====== DATA TO PROCESS ======
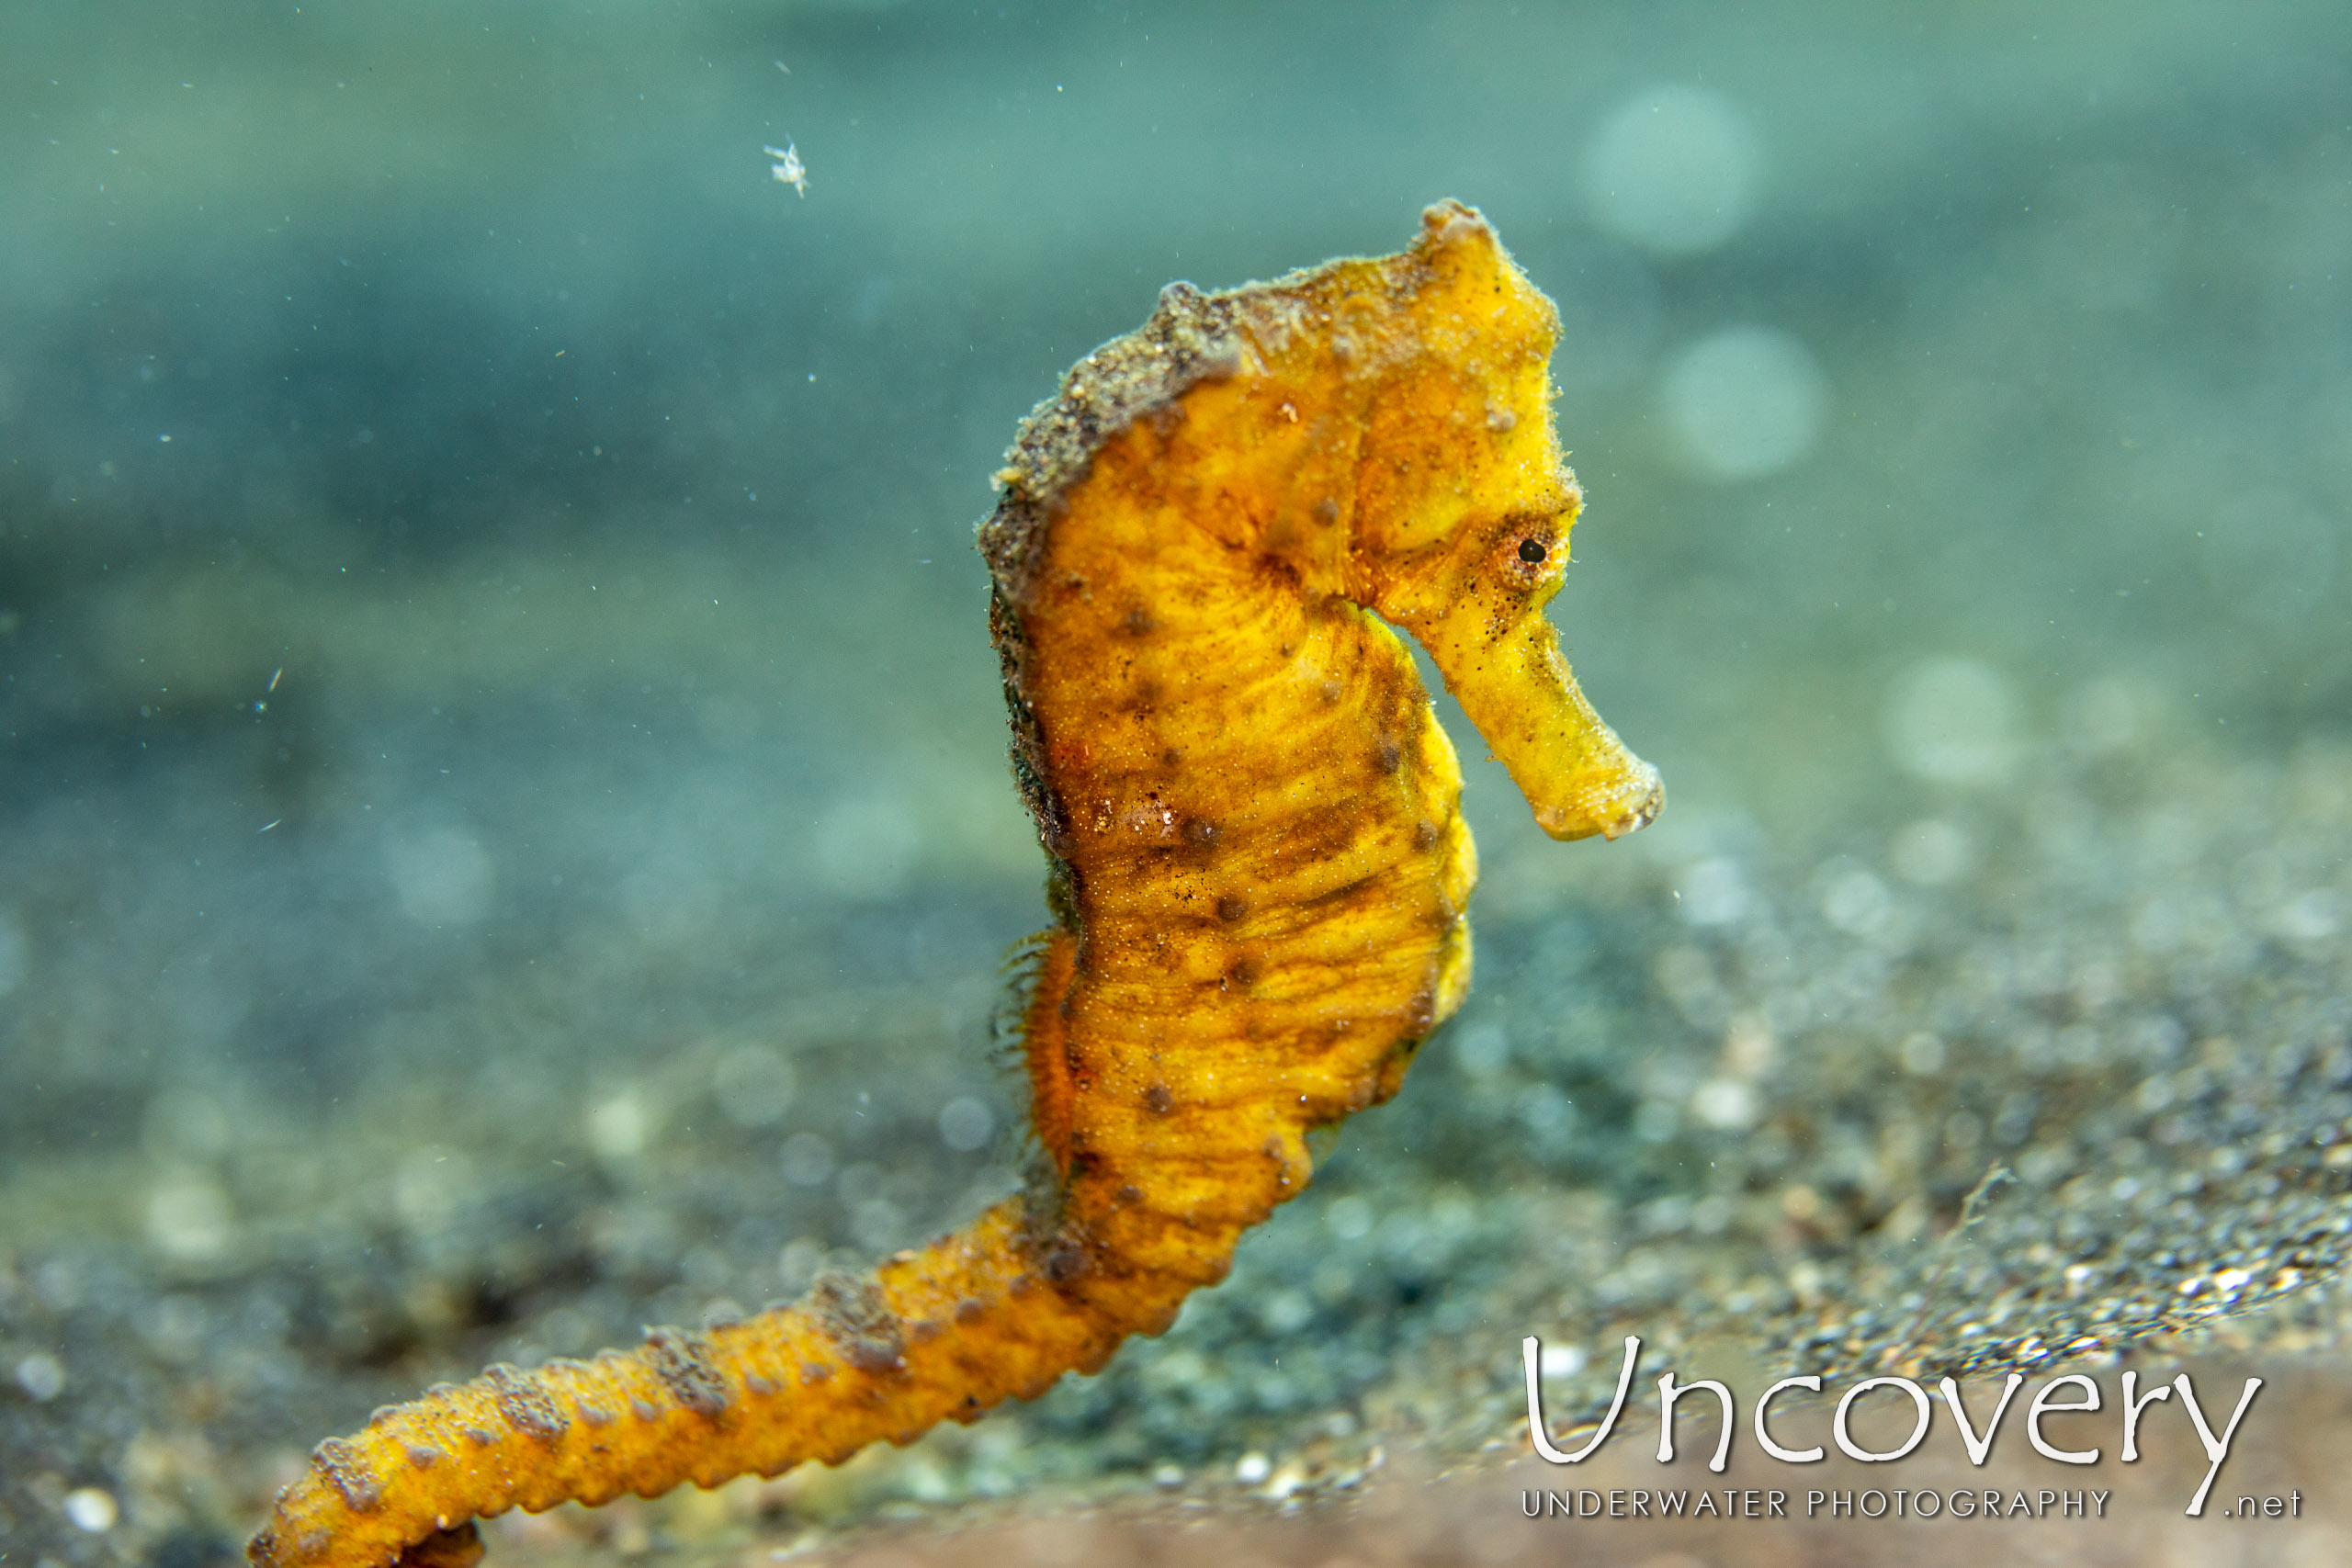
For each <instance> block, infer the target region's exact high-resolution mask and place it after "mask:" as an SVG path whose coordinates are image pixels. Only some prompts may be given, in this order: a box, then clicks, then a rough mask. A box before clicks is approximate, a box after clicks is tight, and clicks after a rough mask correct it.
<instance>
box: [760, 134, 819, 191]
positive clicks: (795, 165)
mask: <svg viewBox="0 0 2352 1568" xmlns="http://www.w3.org/2000/svg"><path fill="white" fill-rule="evenodd" d="M760 150H762V153H767V155H769V158H774V160H776V162H774V167H769V174H774V176H776V183H783V186H790V188H793V190H797V193H800V195H802V197H807V195H809V169H807V165H802V162H800V148H795V146H793V143H790V141H786V143H783V146H781V148H760Z"/></svg>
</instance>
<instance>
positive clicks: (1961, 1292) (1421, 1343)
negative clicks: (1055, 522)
======
■ EXERCISE DETAILS
Could you put the data above into a Markdown table with the columns "Row" and "Line", giving each non-blank line its own numbered row and leaving the pictures out?

■ SOLVED EXERCISE
| Row | Line |
|---|---|
| 1 | For each <instance> block, infer the target region's exact high-resolution mask and place it after "mask:" as an SVG path whose coordinates are image pixels. Only some prompts may be given, in this order: a box, then clicks, then a rough mask. A box before clicks is approximate, a box after clicks is tight, and clicks after a rough mask correct it. |
| 2 | <instance> |
| 3 | box: [760, 134, 819, 191] |
| 4 | positive clicks: (795, 165) |
| 5 | mask: <svg viewBox="0 0 2352 1568" xmlns="http://www.w3.org/2000/svg"><path fill="white" fill-rule="evenodd" d="M760 150H762V153H767V155H769V158H774V160H776V162H774V167H769V174H774V176H776V183H783V186H790V188H793V190H797V193H800V195H802V197H807V195H809V169H807V165H802V162H800V148H795V146H793V143H790V141H786V143H783V146H781V148H760Z"/></svg> |
| 6 | </instance> |
| 7 | <instance> |
| 8 | positive clicks: (1961, 1292) (1421, 1343) |
| 9 | negative clicks: (1055, 522) |